Data entries:
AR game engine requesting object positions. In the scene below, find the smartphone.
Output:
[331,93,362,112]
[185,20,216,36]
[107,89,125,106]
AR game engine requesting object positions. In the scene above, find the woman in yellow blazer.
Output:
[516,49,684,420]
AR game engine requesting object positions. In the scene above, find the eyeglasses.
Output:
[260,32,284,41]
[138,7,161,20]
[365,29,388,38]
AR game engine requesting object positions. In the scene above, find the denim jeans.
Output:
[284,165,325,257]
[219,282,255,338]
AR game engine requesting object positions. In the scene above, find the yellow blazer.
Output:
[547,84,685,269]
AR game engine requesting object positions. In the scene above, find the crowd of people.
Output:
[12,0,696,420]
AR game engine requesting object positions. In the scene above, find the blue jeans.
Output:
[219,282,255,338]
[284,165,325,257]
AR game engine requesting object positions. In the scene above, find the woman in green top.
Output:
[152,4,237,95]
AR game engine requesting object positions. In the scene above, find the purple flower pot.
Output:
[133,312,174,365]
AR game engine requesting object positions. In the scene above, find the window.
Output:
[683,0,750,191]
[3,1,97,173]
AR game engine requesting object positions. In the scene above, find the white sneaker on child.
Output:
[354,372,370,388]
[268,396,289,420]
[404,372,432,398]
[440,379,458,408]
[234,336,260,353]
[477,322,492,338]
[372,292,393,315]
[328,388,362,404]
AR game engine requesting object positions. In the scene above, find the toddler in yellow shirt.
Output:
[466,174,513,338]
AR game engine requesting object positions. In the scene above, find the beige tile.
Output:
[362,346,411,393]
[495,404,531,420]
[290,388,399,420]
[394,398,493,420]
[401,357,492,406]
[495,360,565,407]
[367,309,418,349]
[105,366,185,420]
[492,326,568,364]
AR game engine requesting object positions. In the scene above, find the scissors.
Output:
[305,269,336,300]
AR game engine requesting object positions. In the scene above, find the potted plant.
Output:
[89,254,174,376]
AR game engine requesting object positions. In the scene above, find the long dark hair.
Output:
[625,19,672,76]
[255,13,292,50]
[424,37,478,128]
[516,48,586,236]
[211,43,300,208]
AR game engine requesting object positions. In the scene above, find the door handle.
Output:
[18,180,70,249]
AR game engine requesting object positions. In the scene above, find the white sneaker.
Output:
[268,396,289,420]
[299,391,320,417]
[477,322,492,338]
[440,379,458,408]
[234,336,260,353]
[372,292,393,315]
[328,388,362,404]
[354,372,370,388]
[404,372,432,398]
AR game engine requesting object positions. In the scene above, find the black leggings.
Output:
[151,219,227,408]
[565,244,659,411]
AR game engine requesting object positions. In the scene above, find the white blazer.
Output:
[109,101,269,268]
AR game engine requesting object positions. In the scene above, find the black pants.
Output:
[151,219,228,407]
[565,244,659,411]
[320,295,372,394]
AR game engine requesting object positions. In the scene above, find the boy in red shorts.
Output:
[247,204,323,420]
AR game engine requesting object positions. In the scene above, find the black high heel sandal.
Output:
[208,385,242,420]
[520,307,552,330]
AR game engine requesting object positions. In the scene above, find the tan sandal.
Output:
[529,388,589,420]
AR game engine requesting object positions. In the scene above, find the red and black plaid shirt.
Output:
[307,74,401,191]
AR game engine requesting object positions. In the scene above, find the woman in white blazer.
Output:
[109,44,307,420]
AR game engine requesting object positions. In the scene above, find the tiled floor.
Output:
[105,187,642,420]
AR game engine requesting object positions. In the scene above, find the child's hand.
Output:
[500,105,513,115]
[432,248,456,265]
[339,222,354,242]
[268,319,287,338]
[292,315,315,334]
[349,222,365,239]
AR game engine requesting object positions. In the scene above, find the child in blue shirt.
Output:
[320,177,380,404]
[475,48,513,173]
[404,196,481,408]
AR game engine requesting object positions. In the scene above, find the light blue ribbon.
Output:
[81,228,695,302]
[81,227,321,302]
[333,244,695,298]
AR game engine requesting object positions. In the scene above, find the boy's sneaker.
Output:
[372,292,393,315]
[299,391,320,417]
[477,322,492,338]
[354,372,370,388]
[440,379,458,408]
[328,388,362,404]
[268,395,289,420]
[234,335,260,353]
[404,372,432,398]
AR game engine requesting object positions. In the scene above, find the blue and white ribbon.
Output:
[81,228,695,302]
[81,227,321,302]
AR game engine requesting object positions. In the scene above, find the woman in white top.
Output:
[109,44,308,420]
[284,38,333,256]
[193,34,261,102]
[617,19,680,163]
==
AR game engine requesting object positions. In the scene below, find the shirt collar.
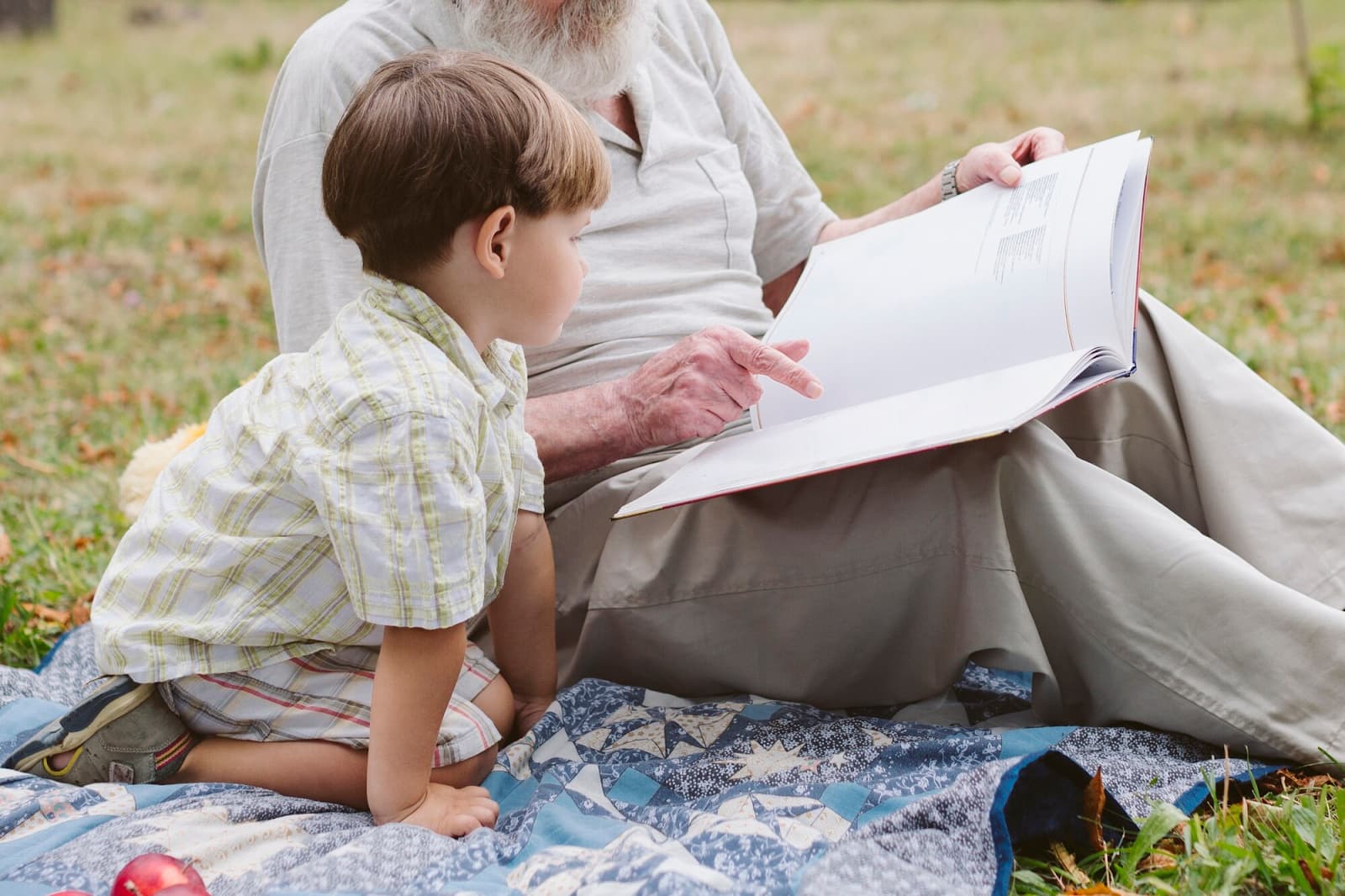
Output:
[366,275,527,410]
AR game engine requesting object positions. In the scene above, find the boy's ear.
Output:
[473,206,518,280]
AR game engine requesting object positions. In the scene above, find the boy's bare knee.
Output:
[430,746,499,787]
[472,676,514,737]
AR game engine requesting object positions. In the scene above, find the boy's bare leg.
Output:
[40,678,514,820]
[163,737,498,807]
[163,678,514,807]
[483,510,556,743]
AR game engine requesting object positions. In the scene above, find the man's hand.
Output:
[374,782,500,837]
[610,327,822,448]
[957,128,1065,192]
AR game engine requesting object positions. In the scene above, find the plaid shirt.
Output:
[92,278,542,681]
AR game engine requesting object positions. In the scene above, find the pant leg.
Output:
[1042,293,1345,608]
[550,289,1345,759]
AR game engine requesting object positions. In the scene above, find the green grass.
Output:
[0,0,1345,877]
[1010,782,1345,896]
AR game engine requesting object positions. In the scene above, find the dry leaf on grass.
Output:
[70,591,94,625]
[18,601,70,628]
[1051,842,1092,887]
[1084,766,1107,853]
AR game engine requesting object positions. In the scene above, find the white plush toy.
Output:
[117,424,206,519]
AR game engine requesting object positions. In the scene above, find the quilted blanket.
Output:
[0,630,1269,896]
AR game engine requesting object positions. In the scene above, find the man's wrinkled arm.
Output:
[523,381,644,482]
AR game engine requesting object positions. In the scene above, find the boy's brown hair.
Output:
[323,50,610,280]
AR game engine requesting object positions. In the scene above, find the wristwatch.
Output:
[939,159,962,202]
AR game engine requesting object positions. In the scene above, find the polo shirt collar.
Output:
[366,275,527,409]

§ EXERCISE AIM
Express the rows in the stretch from the line containing "the plaid shirt." through the line containing "[366,275,527,409]" as a two-column CSV with the headers text and output, one CSV line per row. Put each field in double quotes, and replace any line breaks within a field with spaces.

§ RESULT OF THIS TASK
text,output
"AR game engine requesting object positions. In the scene above, find the plaid shirt. Output:","[92,278,542,681]"
"AR game engine requesting object positions. In the scene above, find the pant leg. Output:","[1042,293,1345,608] [550,289,1345,759]"
"AR game engine requesting object positions. In the scene above, find the green grass. Output:","[0,0,1345,877] [1010,782,1345,896]"
"AR game engine requesting object positions. In the scene above, find the dry leaf on grass. Output:","[70,591,94,625] [18,601,70,628] [1051,842,1092,887] [1084,766,1107,853]"
"AR game engine requesting object positions. In the scene above, find the white plush toy. Output:","[117,424,206,519]"
"AR game engine requesting object positions. In the scene above, find the quilted blanket. Output:","[0,630,1269,896]"
"AR game engine requesting object positions. In the scene above, find the man's wrinkled arm. Output:","[523,381,644,482]"
"AR game engine requesting object positions. In the scene above, find the boy's brown hair. Output:","[323,50,610,280]"
"AR game engine requesting object positions. In the scene above, find the wristwatch. Output:","[939,159,962,202]"
"AR game engine requesting object positions. In the scene above, find the polo shirt collar. Output:","[366,275,527,409]"